__WHAT THE EXERCISE ASKS__
Could you please output all of the data exactly, without the images?

__GIVEN INFORMATION__
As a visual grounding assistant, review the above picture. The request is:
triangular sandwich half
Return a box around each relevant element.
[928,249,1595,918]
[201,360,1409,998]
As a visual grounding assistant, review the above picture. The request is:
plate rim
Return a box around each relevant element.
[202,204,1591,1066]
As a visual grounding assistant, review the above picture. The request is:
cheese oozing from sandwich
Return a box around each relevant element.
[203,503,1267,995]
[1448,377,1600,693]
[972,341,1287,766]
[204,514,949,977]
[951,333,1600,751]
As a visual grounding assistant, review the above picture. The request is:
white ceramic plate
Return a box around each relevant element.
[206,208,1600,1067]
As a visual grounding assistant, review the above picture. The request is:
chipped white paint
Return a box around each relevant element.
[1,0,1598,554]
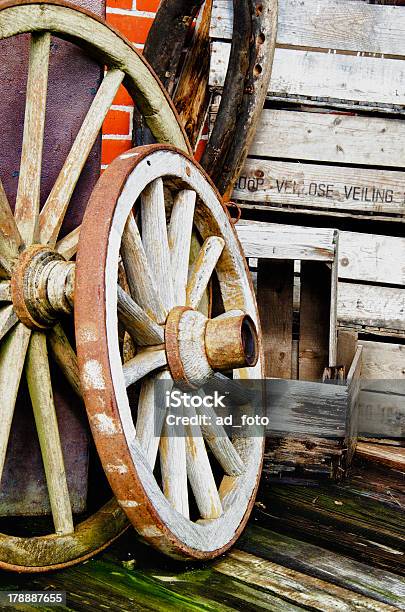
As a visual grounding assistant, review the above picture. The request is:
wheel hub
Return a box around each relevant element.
[164,306,259,389]
[11,245,75,330]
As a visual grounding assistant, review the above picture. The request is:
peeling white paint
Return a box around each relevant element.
[92,413,119,435]
[140,526,163,538]
[118,500,140,508]
[105,462,128,474]
[83,359,106,390]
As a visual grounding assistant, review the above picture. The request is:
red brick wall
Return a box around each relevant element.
[101,0,157,167]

__ANSWER SECTION__
As a visual grounding assistant, review the above picture. The request is:
triangular sandwich half
Return a box around each relevant element.
[928,249,1595,918]
[201,360,1409,998]
As a visual grounding assistant, review the above picture. The request is:
plate rim
Return a box around each relevant element.
[202,204,1591,1066]
As a visual grounding assistant, review the above picture. The request is:
cheese oozing from sandwich
Return a box around each relevant element.
[203,503,1267,995]
[1448,377,1600,693]
[972,341,1287,766]
[204,514,949,977]
[951,333,1600,751]
As a visual grounding assistant, review the above picture. The request is:
white ceramic plate
Return a box around each relevant element.
[206,208,1600,1067]
As a visual grounding assistant, review the above picture. The request is:
chipped white paint
Return a box around each relevant element.
[1,0,1598,554]
As a visual grounding assistant, review the above picture. The request is:
wheel hub
Return a box around each relevant element.
[164,306,259,389]
[11,245,75,330]
As a visual grounding assistant, review the above picture. The request is:
peeling white paint
Return a box around each relevant element.
[92,413,119,435]
[140,526,163,538]
[118,500,140,508]
[105,462,128,474]
[83,359,106,390]
As a visual grounding assistant, review the above picture. The request is:
red brick wall
Return a box around each relevant element.
[101,0,157,167]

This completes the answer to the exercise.